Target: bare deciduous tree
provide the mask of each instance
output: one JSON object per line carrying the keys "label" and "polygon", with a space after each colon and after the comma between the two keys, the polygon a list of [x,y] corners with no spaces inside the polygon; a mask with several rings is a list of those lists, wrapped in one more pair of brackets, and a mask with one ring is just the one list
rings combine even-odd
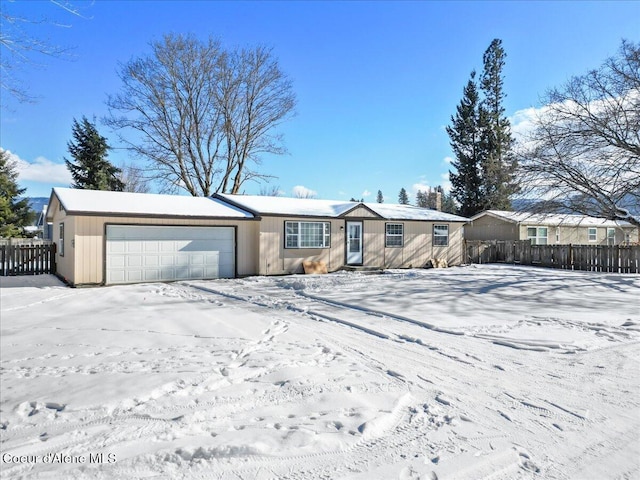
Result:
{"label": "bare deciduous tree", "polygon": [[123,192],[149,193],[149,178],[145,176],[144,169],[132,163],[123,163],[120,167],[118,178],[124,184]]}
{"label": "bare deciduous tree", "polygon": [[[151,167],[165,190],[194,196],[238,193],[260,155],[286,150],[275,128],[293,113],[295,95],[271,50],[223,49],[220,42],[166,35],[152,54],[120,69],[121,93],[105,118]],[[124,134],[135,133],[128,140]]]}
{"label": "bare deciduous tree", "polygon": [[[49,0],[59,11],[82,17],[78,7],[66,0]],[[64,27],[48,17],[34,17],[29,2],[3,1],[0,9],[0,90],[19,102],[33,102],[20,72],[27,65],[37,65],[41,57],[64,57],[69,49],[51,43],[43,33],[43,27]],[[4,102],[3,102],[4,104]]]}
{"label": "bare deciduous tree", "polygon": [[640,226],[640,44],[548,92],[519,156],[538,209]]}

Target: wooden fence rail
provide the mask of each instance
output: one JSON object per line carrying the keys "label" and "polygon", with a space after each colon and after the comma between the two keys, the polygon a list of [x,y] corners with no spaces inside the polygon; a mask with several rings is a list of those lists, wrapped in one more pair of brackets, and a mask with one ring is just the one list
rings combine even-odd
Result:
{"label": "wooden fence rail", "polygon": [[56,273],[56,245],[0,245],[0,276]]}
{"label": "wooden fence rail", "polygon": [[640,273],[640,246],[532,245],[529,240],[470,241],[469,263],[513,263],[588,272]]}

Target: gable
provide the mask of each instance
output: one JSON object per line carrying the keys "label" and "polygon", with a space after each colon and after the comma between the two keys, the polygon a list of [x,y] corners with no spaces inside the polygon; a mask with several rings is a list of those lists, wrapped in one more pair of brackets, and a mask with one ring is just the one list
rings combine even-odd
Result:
━━━━━━━━━━━━━━━━━━━━━━━━━━━━━━
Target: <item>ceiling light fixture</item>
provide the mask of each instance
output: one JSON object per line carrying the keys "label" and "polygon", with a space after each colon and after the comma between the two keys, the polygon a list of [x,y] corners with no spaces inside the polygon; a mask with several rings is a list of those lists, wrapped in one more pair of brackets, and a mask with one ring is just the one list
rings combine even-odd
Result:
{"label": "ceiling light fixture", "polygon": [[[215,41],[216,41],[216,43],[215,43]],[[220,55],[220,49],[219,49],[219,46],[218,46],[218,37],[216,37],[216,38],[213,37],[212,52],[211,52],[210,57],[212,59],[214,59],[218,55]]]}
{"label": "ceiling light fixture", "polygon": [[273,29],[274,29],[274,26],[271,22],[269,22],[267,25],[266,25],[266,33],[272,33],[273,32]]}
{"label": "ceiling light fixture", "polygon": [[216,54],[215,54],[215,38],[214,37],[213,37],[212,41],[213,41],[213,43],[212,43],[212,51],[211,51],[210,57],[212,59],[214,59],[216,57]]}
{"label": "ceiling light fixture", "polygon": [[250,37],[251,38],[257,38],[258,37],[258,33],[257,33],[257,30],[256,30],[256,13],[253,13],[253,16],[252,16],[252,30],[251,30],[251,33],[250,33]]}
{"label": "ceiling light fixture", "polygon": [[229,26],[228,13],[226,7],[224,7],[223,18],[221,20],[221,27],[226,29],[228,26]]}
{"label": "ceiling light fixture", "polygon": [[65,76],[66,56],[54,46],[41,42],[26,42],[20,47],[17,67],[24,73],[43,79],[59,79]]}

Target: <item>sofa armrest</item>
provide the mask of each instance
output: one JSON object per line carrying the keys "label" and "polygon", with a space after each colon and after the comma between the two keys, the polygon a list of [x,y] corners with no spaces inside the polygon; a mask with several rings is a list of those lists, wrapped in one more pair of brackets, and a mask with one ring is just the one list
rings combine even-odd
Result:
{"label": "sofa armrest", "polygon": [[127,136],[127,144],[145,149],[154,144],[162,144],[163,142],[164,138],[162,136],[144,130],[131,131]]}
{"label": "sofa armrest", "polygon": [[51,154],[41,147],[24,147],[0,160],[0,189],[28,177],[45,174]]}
━━━━━━━━━━━━━━━━━━━━━━━━━━━━━━
Copy all lines of the records in which the string "item" can be found.

# EXPECTED ANSWER
Target: <item>ceiling light fixture</item>
Target: <item>sofa armrest</item>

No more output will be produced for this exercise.